- **TEXT SEGMENT**:

---*---

The paddles are also shaped as rectangles, which are moved around on *horizontal* rails, by a *control force* that a *player* suggests for each of them.  
Since the players are not part of the playing field, they interact with the display controls through `<VariableReference>`s, as we'll see in the following.

So then, the constants for all the above are:

In [None]:
import numpy as np
field_hw = 1.0 # half width
field_hh = 1.5 # half height

paddle_hw = 0.20 # likewise for paddle
paddle_hh = 0.05

paddle_y = 1 # distance from middle at whose +- the paddles lie

ball_r = 0.05 # ball radius

## Showing the playing field

Here's how the field will look like, following the above.

In [None]:
import matplotlib.pyplot as plt
def draw_field(ax, px, py, p1x, p2x, s1=None, s2=None, time=None):
    ax.set_xlim(-field_hw, +field_hw)
    ax.set_ylim(-field_hh, +field_hh)
    ax.set_aspect('equal') # don't distort the playing field
    from matplotlib.patches import Rectangle, Circle
    ax.add_patch(Rectangle((p1x-paddle_hw,-paddle_y-paddle_hh), paddle_hw*2, paddle_hh*2, linewidth=0, color='k'))
    ax.add_patch(Rectangle((p2x-paddle_hw,+paddle_y-paddle_hh), paddle_hw*2, paddle_hh*2, linewidth=0, color='k'))
    ax.add_patch(Circle((px, py), ball_r, ec="red", facecolor='orange', linewidth=.5))
    # ax.axhline(-paddle_y); ax.axhline(paddle_y) to taste
    if time is not None: ax.set_xlabel(f'Time: {time:.3f} sec')
    if s1 is not None: ax.text(0.5, 0, f'Score: {s1:.0f}', ha='center', va='bottom', transform=ax.transAxes)
    if s2 is not None: ax.text(0.5, 1, f'Score: {s2:.0f}', ha='center', va='top', transform=ax.transAxes)

# Show an example
draw_field(plt.gca(), 0.3, 0.4, -0.5, 0.6)

### Showing the ball's trace through the field

It is easier to perceive the fast moving ball if we add the trail of its previous recent positions, with fading colour and width going back to time.

However, all easily accessible graphics tools can't handle this concept without nasty artifacts; we'll have to construct the ribbon from polygonal vertices and edges instead.  The algorithm goes as follows:

In [None]:
N = 4 # segments
t = np.linspace(0,2*np.pi,N+1)
xy = np.vstack([np.cos(t), np.sin(t)]).T
wmax = .1; wmin = .03
width = (wmax-wmin)*(1 - t/(2*np.pi)) + wmin
def intersect_2d(p00, p01, p10, p11):
    '''Get the lerp factors to intersect 2d segs'''
    den= ((p00[0]-p01[0])*(p10[1]-p11[1]) - (p00[1]-p01[1])*(p10[0]-p11[0]))

---*---

- **EXTRACTED RECORDS**:
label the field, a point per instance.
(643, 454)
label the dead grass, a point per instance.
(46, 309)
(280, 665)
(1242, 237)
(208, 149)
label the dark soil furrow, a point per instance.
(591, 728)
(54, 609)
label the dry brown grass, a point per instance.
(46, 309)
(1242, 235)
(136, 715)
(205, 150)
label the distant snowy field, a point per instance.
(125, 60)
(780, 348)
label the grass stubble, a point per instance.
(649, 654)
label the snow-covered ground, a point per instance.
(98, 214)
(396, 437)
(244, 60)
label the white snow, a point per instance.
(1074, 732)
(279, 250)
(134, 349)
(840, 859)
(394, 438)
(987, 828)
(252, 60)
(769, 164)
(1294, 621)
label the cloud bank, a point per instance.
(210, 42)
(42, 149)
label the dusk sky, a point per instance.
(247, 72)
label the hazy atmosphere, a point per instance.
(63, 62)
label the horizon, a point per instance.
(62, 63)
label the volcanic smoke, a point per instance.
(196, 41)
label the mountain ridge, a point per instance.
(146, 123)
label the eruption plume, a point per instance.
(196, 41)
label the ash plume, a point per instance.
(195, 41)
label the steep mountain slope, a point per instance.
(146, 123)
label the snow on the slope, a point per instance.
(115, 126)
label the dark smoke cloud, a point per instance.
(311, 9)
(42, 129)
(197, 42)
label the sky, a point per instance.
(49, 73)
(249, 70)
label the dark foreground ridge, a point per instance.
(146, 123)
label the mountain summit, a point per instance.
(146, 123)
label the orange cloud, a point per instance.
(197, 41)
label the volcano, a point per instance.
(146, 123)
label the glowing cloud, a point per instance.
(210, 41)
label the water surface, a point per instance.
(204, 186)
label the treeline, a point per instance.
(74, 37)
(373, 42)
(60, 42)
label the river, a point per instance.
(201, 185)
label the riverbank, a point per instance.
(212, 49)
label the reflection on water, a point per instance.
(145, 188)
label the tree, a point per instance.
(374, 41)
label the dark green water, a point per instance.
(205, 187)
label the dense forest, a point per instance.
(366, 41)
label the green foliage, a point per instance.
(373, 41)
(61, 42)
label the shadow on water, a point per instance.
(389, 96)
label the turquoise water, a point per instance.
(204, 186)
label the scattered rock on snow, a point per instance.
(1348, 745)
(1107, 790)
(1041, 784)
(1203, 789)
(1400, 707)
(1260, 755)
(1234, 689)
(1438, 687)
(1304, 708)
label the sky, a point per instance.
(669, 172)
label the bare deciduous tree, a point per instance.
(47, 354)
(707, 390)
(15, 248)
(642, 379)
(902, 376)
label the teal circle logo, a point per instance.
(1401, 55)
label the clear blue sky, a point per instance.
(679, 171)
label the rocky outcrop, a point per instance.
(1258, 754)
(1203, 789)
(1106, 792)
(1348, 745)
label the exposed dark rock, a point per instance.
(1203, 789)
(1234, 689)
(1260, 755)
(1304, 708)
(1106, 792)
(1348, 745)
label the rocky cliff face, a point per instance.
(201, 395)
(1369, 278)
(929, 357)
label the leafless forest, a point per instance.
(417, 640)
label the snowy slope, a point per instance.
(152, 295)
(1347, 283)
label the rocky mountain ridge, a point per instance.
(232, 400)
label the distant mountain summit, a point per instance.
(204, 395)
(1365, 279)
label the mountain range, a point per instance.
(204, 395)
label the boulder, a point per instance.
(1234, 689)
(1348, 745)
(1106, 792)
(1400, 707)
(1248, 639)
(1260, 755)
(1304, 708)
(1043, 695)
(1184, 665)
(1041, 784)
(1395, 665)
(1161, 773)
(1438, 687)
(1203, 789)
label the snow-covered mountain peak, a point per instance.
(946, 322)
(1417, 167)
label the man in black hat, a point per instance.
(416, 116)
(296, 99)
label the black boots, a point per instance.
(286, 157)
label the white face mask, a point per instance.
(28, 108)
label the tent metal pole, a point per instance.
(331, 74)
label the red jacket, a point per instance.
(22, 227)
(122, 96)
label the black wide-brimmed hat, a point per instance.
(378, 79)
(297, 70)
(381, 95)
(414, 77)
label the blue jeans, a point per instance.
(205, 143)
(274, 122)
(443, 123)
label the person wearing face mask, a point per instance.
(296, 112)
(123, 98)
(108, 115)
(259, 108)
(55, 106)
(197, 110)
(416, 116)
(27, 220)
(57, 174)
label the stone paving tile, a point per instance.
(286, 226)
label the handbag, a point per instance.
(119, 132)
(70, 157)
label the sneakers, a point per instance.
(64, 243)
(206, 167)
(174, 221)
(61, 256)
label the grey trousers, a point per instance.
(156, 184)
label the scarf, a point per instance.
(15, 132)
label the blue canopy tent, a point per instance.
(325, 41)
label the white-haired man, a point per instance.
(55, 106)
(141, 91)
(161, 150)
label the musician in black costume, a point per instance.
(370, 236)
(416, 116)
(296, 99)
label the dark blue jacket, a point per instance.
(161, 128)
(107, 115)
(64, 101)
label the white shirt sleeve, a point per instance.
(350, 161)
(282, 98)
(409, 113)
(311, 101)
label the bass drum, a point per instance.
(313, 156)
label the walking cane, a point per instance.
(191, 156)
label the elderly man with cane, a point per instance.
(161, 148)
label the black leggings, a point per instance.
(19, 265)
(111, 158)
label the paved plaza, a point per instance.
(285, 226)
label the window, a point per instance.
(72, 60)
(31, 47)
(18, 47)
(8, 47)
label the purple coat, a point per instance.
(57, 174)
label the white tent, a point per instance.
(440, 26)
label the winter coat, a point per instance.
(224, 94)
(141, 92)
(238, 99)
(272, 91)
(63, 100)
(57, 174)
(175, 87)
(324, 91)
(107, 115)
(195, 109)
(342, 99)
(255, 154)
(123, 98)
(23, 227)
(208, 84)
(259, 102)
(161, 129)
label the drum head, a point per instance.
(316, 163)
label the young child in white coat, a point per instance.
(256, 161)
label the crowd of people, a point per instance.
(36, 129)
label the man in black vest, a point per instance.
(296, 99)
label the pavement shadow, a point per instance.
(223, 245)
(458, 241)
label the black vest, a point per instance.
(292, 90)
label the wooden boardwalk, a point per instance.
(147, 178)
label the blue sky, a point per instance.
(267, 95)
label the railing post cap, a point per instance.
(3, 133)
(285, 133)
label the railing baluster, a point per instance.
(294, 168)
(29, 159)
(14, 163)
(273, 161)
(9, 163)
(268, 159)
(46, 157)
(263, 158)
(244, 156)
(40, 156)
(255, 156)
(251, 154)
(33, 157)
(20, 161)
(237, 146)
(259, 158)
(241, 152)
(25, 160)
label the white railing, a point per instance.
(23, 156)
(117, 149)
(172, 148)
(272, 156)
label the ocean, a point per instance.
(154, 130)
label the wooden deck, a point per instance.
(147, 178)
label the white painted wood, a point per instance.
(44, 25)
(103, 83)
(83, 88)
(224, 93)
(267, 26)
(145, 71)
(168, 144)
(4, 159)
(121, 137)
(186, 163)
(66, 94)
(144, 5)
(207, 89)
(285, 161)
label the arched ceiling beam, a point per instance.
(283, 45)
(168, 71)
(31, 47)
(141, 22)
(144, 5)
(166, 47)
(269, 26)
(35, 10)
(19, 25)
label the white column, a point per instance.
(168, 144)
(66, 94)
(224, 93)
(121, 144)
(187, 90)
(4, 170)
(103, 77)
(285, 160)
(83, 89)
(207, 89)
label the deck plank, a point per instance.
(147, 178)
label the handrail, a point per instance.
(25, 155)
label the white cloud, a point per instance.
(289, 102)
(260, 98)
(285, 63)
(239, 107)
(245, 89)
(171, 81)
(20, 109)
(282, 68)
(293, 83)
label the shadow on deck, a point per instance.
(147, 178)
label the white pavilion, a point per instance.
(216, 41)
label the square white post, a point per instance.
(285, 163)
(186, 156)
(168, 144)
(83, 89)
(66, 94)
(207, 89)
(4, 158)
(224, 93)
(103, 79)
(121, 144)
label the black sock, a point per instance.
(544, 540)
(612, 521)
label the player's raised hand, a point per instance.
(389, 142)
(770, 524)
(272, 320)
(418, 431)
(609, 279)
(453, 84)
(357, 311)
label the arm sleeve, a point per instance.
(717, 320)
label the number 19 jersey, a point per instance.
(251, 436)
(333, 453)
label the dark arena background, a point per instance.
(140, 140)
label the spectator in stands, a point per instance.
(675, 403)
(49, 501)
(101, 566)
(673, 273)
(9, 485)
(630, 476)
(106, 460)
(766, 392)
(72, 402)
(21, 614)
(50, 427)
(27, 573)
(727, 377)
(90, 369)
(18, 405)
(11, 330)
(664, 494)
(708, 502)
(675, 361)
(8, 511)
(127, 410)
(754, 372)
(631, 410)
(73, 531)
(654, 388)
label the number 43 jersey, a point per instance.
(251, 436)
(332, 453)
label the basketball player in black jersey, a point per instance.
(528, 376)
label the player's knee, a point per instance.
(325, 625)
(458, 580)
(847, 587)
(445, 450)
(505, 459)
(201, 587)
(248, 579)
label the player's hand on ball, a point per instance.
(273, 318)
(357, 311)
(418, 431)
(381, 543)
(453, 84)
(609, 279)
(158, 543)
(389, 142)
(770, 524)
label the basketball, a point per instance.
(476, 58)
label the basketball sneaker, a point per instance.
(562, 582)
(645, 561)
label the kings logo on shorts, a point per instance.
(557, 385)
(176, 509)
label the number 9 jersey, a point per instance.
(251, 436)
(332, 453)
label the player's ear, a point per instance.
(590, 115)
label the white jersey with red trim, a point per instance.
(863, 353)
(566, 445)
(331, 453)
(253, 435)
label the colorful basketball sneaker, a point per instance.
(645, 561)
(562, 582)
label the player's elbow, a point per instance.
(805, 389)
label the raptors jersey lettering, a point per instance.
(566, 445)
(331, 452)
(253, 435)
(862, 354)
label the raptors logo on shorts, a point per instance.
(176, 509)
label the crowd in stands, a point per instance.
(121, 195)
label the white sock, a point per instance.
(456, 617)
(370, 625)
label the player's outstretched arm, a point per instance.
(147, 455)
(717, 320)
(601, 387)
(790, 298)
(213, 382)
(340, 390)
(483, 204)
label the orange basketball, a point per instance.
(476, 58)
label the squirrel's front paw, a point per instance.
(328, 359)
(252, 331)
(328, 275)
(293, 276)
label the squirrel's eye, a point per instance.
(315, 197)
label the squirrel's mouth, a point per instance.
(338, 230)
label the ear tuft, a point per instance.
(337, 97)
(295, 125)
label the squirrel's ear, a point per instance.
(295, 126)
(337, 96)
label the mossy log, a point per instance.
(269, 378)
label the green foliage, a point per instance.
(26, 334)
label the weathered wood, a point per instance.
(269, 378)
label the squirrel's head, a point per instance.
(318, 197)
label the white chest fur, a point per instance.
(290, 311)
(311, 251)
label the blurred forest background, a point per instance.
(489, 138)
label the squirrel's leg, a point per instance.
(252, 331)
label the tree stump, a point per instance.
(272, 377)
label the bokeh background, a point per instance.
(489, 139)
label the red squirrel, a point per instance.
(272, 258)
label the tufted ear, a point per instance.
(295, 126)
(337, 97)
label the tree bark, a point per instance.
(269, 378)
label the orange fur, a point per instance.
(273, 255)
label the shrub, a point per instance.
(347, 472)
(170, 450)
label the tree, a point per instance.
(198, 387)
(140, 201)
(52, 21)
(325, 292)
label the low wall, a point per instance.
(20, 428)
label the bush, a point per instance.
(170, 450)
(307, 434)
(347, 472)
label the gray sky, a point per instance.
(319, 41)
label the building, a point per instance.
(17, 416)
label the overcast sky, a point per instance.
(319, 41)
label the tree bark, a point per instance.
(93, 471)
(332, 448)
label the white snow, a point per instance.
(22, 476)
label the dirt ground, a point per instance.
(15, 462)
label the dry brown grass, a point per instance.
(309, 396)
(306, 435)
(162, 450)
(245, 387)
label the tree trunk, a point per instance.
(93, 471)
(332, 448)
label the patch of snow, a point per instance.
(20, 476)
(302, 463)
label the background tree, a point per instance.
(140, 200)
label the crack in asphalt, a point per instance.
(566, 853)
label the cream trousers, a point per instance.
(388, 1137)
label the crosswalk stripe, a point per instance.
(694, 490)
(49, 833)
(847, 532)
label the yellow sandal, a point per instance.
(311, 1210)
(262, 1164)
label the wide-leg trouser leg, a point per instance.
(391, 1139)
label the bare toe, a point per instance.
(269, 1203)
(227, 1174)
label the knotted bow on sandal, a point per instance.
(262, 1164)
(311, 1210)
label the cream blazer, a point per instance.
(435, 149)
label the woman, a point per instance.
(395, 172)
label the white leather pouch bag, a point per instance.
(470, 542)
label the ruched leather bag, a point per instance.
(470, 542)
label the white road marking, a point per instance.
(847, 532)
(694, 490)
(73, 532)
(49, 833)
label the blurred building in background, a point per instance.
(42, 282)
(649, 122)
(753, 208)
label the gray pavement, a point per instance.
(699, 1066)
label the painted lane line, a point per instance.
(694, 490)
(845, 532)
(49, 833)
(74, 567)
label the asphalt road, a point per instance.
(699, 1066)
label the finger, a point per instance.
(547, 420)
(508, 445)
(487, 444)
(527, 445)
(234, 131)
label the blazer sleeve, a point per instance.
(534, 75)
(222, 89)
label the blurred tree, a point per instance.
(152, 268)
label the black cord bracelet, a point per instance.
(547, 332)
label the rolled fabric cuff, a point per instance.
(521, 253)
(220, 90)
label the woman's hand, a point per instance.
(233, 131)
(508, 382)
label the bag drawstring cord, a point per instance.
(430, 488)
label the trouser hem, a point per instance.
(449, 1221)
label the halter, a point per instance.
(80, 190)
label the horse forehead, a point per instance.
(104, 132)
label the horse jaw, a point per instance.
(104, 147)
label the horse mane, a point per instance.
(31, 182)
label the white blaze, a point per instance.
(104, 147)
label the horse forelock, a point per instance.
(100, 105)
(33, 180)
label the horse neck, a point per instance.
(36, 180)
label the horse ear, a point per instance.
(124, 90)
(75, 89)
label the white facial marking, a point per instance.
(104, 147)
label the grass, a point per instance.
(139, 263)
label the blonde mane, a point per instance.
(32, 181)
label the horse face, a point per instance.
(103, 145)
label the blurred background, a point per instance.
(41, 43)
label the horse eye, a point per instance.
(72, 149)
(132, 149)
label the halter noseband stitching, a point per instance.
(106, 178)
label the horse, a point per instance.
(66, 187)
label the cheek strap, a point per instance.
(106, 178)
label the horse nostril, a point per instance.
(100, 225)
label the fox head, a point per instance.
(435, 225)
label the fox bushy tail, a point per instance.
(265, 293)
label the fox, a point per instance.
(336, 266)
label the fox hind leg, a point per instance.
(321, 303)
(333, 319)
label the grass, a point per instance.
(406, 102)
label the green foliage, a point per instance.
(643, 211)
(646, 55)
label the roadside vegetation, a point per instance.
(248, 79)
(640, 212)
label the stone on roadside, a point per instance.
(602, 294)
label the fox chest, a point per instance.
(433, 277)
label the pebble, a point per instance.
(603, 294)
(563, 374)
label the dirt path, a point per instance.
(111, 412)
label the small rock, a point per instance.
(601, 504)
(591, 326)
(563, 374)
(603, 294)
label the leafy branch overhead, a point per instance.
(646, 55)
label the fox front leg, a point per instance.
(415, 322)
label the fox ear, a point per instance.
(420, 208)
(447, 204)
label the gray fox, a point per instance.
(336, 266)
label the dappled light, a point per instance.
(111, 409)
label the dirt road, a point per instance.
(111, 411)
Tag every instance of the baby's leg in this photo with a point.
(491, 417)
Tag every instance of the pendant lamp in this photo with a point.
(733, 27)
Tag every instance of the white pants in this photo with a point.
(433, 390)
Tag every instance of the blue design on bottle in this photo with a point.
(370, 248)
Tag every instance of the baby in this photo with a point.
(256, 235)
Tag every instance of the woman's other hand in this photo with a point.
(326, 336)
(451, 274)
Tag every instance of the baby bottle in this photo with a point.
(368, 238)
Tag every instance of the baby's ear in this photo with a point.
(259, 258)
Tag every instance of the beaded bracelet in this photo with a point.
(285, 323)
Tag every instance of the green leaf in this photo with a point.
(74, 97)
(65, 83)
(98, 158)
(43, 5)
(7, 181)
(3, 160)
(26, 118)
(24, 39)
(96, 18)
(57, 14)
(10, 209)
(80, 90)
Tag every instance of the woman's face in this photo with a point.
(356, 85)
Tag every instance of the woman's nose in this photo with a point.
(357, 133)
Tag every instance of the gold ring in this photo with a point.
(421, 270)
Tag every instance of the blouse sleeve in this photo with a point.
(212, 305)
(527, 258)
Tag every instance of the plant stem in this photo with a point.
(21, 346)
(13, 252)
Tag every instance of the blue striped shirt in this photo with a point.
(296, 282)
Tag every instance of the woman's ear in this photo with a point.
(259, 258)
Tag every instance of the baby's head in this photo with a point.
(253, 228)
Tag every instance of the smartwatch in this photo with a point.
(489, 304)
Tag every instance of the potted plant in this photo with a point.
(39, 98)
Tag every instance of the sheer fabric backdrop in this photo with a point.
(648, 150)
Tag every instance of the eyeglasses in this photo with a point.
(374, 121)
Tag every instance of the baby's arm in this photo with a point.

---*---

- **BRIEF 1**: In the excerpt on drawing the game field, what kind of rails do the paddles move on?
- **BRIEF 2**: Proceed with the excerpt on drawing the game field and the ball's trail from its last line.

- **EXERCISE RESPONSE 1**: Horizontal rails.

- **EXERCISE RESPONSE 2**:
    f0 = ((p00[0]-p10[0])*(p10[1]-p11[1]) - (p00[1]-p10[1])*(p10[0]-p11[0])) / den
    f1 = ((p00[0]-p10[0])*(p00[1]-p01[1]) - (p00[1]-p10[1])*(p00[0]-p01[0])) / den
    return f0,f1
def fancy_streamline(ax, xy, width, value, **kwargs):
    '''Draw a thick ribbon of variable width and value.  By Sotirios Panagiotou'''
    N = len(width)
    if N < 2: return None # can't draw a line like this
    def segify(xy):
        ''' Duplicate the elements except for the first and the last.'''
        return xy.repeat(2, axis=0)[1:-1]

    d = np.diff(xy, axis=0)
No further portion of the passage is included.